(Dataset records about object locations)

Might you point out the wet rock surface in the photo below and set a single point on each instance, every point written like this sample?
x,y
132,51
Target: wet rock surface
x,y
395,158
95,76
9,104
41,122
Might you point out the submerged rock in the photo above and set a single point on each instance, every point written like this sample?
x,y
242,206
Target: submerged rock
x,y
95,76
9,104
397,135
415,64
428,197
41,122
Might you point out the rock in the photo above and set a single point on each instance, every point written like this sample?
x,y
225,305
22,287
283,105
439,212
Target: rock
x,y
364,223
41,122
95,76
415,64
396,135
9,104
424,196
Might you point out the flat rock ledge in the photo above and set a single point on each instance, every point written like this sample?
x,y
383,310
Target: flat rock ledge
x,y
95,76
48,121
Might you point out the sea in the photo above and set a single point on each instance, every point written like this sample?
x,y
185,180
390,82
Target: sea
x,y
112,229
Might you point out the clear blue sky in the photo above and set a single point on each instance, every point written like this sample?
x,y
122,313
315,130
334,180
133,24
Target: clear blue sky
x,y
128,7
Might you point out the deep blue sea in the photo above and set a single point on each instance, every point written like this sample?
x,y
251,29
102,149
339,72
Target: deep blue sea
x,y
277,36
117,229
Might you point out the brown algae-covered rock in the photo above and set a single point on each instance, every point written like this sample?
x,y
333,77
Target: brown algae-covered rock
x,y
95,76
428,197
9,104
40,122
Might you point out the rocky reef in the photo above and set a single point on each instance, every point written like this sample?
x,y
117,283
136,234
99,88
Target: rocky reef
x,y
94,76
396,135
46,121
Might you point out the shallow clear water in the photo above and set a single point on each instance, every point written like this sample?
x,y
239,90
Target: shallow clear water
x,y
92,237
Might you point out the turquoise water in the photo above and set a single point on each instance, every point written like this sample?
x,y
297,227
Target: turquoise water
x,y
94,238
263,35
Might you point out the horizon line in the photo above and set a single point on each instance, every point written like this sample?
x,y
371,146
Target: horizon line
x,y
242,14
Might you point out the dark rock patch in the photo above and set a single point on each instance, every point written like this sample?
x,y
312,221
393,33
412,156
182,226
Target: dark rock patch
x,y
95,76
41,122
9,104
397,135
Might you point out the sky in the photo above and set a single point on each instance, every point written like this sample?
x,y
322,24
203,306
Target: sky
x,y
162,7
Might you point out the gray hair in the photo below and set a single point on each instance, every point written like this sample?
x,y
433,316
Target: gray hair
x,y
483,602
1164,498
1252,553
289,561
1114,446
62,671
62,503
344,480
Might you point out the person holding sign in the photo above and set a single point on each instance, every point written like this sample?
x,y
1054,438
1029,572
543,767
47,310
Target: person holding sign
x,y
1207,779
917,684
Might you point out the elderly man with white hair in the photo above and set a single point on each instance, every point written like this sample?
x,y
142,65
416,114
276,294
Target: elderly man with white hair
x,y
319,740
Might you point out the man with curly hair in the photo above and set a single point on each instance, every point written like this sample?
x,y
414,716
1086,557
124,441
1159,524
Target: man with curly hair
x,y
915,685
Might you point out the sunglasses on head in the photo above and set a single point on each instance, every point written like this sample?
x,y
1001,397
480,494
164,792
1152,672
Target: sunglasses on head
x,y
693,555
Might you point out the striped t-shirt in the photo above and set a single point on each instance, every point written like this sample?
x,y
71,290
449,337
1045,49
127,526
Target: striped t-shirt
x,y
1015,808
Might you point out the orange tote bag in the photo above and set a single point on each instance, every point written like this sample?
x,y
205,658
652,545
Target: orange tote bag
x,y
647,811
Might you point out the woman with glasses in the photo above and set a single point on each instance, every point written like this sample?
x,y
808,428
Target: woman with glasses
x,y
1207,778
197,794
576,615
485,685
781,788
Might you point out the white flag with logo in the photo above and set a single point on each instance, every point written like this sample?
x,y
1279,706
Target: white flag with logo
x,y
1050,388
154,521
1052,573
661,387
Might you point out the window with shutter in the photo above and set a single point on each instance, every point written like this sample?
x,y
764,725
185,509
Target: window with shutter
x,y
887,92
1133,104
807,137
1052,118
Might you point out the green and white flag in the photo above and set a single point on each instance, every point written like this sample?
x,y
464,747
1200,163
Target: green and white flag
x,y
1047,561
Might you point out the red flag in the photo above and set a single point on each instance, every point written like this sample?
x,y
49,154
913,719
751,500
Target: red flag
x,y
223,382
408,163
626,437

* **REQUIREMENT**: Copy only the stretch running from the line containing "Might you point out the woman" to the final line of the entries, both ends included, exactly as it stands.

* **PROBLEM SOLUTION**:
Might you point out the woman with glasses in the photo above and set a single point on each instance, every point written like this sample?
x,y
808,428
Target: woman with glasses
x,y
1207,778
197,794
576,615
485,685
781,788
Might you point out the white flag with logo in the photo above and set a single point on each instance, every point written like this sample?
x,y
1279,706
Target: white flag with logo
x,y
1050,388
154,521
1052,573
661,387
Might you point out the window with shutter in the photo above and set a single point on each instance, every point written like this sample?
x,y
764,725
185,509
Target: window with shutter
x,y
887,92
1133,104
807,137
1052,118
Might you point out the green and white flag in the photo above and set a single point on each instance, every point written like this sample?
x,y
464,747
1200,163
Target: green and white flag
x,y
1047,561
Might you point out the red flag in the photo above and set a single point on each instance, every point written like this sample?
x,y
49,154
913,719
751,500
Target: red flag
x,y
223,382
408,163
626,437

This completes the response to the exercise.